AIM: Reproduce every line of the listing below without changing anything.

Items from a data source:
-- Start --

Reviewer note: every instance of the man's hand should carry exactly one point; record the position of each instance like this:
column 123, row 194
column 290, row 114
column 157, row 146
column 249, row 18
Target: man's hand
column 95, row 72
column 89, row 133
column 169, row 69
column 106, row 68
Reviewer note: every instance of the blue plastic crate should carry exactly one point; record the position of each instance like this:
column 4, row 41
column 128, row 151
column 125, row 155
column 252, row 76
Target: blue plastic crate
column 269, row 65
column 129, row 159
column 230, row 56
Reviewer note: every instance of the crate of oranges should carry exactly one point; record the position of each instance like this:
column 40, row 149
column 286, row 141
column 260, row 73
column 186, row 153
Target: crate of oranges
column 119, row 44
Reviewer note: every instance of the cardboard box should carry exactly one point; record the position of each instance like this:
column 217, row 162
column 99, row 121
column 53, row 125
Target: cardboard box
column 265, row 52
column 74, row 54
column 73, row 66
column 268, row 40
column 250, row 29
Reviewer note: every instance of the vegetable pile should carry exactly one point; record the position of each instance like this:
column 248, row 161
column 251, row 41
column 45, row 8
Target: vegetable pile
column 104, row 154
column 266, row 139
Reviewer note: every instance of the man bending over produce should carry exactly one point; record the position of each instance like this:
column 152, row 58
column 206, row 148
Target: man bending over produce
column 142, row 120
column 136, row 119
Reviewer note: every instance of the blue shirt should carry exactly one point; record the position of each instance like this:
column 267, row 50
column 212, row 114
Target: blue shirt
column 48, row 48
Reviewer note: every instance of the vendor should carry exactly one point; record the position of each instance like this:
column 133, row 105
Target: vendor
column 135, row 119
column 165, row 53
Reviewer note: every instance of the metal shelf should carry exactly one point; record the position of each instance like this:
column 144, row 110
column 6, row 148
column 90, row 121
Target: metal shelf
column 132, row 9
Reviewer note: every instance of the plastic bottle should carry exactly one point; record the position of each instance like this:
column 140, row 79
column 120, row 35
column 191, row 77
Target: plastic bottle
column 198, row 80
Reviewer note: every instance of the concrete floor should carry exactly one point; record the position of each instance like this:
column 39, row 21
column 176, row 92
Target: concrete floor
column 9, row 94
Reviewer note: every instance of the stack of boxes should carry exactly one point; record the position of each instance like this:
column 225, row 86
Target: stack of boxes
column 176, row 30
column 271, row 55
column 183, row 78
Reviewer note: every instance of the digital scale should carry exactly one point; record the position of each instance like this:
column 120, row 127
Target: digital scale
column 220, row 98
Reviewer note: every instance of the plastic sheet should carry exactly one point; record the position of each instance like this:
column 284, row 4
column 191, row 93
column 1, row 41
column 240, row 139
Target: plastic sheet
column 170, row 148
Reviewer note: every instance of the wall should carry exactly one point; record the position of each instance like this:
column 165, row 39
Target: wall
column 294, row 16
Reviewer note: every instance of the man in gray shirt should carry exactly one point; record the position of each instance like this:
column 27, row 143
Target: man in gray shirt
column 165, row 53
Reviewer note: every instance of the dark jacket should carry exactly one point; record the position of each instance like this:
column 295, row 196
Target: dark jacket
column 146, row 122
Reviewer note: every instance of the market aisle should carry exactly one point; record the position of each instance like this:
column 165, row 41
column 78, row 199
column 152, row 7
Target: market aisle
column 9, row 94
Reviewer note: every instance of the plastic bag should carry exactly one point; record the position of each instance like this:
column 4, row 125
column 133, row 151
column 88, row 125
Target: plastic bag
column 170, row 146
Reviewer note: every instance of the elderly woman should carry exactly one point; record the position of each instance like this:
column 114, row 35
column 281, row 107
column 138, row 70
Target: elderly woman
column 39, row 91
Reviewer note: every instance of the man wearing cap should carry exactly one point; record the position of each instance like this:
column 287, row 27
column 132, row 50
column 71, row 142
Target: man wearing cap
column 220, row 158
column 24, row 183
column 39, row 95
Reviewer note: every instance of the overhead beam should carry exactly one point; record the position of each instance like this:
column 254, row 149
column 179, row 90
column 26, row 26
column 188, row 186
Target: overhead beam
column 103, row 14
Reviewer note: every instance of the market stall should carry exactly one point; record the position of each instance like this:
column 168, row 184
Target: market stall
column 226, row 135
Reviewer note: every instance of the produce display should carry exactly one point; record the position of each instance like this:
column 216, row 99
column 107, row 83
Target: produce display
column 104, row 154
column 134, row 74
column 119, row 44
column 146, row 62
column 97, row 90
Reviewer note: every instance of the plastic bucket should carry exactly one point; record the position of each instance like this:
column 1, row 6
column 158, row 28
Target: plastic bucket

-- End --

TASK RESULT:
Reviewer note: every instance of the man's hand should carry exactly one point; record the position of each instance like this:
column 123, row 194
column 290, row 114
column 157, row 146
column 249, row 18
Target: man's hand
column 95, row 72
column 89, row 133
column 169, row 69
column 106, row 68
Reviewer note: every instance of the blue plastic crate should carry exactly one point; record the position of each instance like this:
column 4, row 41
column 128, row 151
column 125, row 155
column 252, row 76
Target: blue plastic crate
column 269, row 65
column 129, row 159
column 230, row 56
Reviewer note: every instance of the crate of oranges should carry exactly one point; record the position of each instance like this:
column 40, row 149
column 286, row 141
column 260, row 73
column 186, row 153
Target: crate of oranges
column 119, row 44
Reviewer note: every instance of the cardboard box should carry exactly one point; record the position of each instance like this:
column 217, row 162
column 99, row 121
column 53, row 125
Target: cardboard box
column 265, row 52
column 74, row 54
column 73, row 66
column 268, row 40
column 250, row 29
Reviewer note: every instance of the vegetable pile should carry exactly one point; record the position of each instance like this:
column 248, row 161
column 251, row 41
column 45, row 8
Target: vegetable pile
column 104, row 154
column 266, row 139
Reviewer note: every instance of the man bending over produce should carry exactly one point; record the position of each instance like this:
column 152, row 58
column 206, row 148
Target: man bending over produce
column 142, row 120
column 136, row 119
Reviewer note: every instance of the blue shirt should carry exactly one point; record the position of each instance like this:
column 267, row 50
column 212, row 114
Target: blue shirt
column 48, row 48
Reviewer note: every instance of the vendor should carry exactly one point; record the position of each instance like this:
column 133, row 105
Target: vendor
column 135, row 119
column 165, row 53
Reviewer note: every instance of the metal shelf should carry exactly one point; record the position of each instance like this:
column 144, row 110
column 6, row 148
column 90, row 121
Target: metal shelf
column 132, row 9
Reviewer note: every instance of the plastic bottle should carry exactly one point; record the position of each instance like this:
column 140, row 79
column 120, row 35
column 191, row 77
Target: plastic bottle
column 198, row 80
Reviewer note: every instance of the concrete floor should carry exactly one point; record the position of each instance like this:
column 39, row 21
column 176, row 92
Target: concrete floor
column 9, row 94
Reviewer note: every instance of the stack of boxes should carry exactly one point; record the position of each instance like this:
column 225, row 86
Target: stack of boxes
column 176, row 30
column 271, row 55
column 183, row 78
Reviewer note: every instance of the digital scale should carry exactly one point; record the position of each instance like this:
column 120, row 127
Target: digital scale
column 220, row 98
Reviewer note: every instance of the plastic sheet should carry exactly one point; record the position of each instance like this:
column 284, row 4
column 191, row 93
column 1, row 41
column 240, row 139
Target: plastic sheet
column 170, row 148
Reviewer note: every instance of the wall should carry exactly one point; record the position of each instance like this:
column 165, row 39
Target: wall
column 294, row 16
Reviewer note: every instance of the man in gray shirt should carry exactly one point; record the position of each instance like this:
column 27, row 143
Target: man in gray shirt
column 165, row 53
Reviewer note: every instance of the dark jacket should carry exactly one point; record the position of each instance like this:
column 295, row 196
Target: dark jacket
column 146, row 122
Reviewer note: every instance of the market aisle should carry exactly one point; record the position of each instance like this:
column 165, row 41
column 78, row 199
column 152, row 7
Target: market aisle
column 9, row 94
Reviewer note: every instance of the plastic bag should carry exactly one point; record the position of each instance like this:
column 4, row 125
column 133, row 151
column 88, row 125
Target: plastic bag
column 170, row 146
Reviewer note: every instance of the elderly woman should carry exactly one point; record the position of each instance like this:
column 114, row 35
column 281, row 107
column 138, row 70
Target: elderly woman
column 39, row 91
Reviewer note: every instance of the man wearing cap should carry exactly one point; record the position of each instance like this:
column 287, row 27
column 132, row 50
column 71, row 142
Target: man wearing cap
column 220, row 158
column 24, row 183
column 39, row 95
Reviewer note: every instance of the overhead beam should carry exactly one point; record the position of each instance like this:
column 254, row 149
column 179, row 90
column 26, row 26
column 188, row 186
Target: overhead beam
column 103, row 14
Reviewer note: every instance of the market stall should carry exactly one point; record the position of each instance like this:
column 168, row 184
Target: market stall
column 226, row 135
Reviewer note: every instance of the produce display should carry exactly one point; record the position of each instance like this:
column 216, row 99
column 107, row 83
Target: produce display
column 104, row 154
column 134, row 74
column 119, row 44
column 146, row 62
column 97, row 90
Reviewer note: every instance of the plastic bucket should carry exactly one point; record the position of each instance like this:
column 1, row 6
column 158, row 28
Target: plastic bucket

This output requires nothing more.